--- THE PROBLEM ---
I would like the number of lines in the data that contain the word "above". Please give that number alone.

--- EXERCISE DATA ---
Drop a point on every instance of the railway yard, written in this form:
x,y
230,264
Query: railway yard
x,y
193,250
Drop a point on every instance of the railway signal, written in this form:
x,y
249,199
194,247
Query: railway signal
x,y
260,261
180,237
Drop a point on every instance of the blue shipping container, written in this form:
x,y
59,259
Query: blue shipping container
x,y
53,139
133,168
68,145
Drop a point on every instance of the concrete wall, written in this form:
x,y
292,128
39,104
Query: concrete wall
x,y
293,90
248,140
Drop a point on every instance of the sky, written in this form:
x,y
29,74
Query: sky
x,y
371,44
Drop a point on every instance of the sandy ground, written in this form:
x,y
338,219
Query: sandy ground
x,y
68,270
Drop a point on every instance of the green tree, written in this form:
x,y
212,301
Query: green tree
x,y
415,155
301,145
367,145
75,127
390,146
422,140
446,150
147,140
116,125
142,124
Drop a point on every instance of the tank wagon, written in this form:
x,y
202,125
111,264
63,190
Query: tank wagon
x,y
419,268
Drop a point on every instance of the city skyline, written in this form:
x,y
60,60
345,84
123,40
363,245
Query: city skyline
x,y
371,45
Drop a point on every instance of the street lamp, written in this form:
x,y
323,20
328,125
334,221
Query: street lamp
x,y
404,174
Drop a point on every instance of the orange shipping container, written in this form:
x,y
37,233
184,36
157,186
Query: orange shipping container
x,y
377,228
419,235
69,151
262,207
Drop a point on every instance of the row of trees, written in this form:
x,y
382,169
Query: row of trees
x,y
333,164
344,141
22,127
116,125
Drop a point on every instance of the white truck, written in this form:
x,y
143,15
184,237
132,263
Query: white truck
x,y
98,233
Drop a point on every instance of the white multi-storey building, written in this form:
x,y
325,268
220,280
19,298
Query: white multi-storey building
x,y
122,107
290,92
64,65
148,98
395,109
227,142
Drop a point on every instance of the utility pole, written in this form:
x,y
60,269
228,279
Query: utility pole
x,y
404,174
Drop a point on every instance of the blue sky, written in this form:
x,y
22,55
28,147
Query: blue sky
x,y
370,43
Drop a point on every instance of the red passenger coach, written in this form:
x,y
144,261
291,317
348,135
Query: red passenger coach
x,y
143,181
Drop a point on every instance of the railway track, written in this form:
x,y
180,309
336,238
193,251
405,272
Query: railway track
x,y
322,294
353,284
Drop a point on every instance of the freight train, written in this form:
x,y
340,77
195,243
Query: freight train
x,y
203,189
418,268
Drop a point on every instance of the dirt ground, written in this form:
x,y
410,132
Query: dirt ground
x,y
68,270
--
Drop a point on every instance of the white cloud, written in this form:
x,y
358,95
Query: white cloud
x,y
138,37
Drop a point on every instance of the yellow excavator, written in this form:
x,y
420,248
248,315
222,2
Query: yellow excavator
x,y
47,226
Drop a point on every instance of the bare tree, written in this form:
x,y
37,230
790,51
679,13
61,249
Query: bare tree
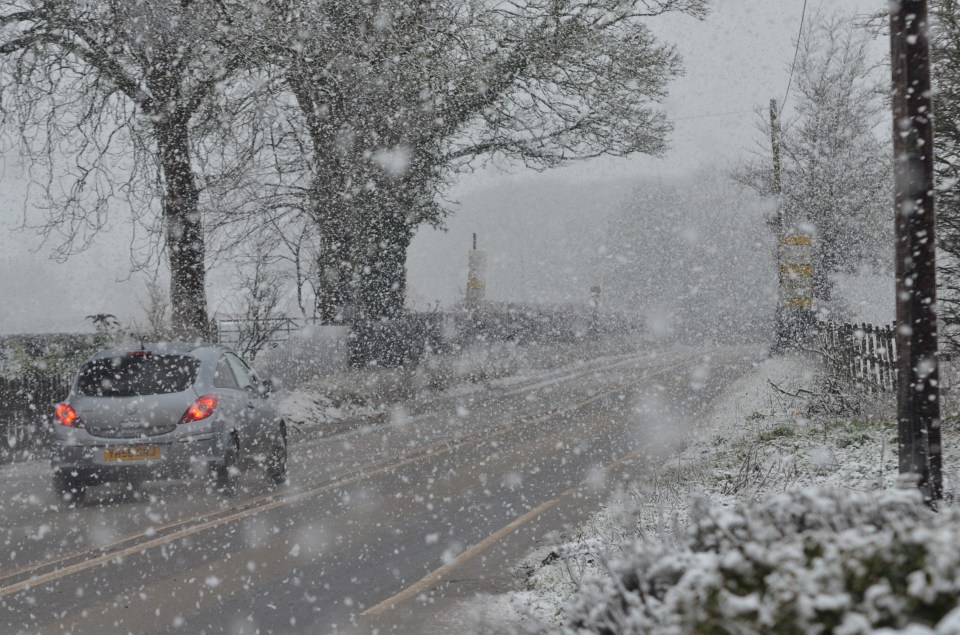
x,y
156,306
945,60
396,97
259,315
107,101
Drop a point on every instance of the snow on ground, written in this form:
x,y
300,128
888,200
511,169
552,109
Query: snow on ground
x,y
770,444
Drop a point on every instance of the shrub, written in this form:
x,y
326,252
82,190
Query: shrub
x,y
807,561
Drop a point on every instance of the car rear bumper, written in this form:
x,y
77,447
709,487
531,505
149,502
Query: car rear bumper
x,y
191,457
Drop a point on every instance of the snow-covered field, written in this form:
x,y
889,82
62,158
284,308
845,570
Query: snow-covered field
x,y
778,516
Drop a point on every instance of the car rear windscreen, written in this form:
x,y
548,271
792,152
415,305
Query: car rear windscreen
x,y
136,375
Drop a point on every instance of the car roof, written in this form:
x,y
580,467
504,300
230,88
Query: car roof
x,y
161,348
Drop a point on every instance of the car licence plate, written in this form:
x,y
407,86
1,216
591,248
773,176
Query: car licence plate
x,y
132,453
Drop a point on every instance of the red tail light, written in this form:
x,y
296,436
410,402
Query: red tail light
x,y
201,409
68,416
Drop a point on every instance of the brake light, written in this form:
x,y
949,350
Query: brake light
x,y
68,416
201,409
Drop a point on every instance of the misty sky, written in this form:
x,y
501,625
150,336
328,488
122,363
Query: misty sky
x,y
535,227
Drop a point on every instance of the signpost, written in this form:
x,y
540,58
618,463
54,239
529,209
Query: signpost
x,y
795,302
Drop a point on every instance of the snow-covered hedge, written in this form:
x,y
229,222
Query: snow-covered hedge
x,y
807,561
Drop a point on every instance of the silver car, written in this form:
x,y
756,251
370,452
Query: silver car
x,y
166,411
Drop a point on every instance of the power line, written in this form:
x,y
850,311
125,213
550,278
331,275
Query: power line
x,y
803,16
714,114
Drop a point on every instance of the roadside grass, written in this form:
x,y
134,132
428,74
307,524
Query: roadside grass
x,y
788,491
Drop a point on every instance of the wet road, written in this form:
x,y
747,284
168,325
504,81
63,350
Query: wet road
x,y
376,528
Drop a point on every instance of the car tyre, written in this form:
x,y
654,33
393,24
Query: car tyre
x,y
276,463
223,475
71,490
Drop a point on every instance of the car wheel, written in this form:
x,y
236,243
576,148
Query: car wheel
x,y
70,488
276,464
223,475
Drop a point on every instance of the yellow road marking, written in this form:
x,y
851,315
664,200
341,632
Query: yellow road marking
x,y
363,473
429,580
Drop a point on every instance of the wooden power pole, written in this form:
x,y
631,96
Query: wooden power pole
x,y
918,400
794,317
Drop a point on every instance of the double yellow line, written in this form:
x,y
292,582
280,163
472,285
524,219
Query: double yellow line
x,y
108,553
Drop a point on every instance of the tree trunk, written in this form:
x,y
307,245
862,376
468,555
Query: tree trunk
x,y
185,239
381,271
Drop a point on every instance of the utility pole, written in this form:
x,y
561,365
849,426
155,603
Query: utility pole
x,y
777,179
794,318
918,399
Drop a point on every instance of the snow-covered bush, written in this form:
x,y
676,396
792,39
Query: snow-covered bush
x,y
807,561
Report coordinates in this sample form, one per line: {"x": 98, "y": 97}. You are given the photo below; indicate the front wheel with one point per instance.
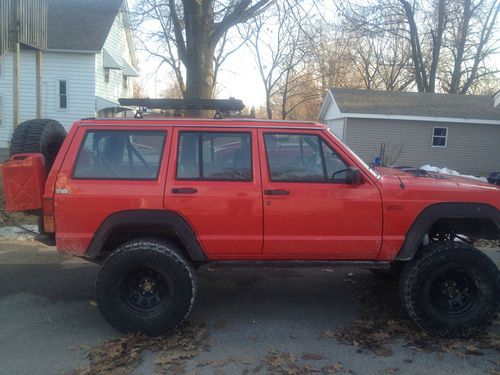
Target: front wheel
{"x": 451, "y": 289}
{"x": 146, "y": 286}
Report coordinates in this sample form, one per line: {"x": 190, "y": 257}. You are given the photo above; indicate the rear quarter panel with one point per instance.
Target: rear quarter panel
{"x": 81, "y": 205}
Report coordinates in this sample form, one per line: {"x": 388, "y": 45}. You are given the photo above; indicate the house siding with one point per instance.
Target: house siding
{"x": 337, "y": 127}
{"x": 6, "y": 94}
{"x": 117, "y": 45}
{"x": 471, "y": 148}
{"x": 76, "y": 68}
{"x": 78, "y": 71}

--- REPLY TO THE EXERCISE ---
2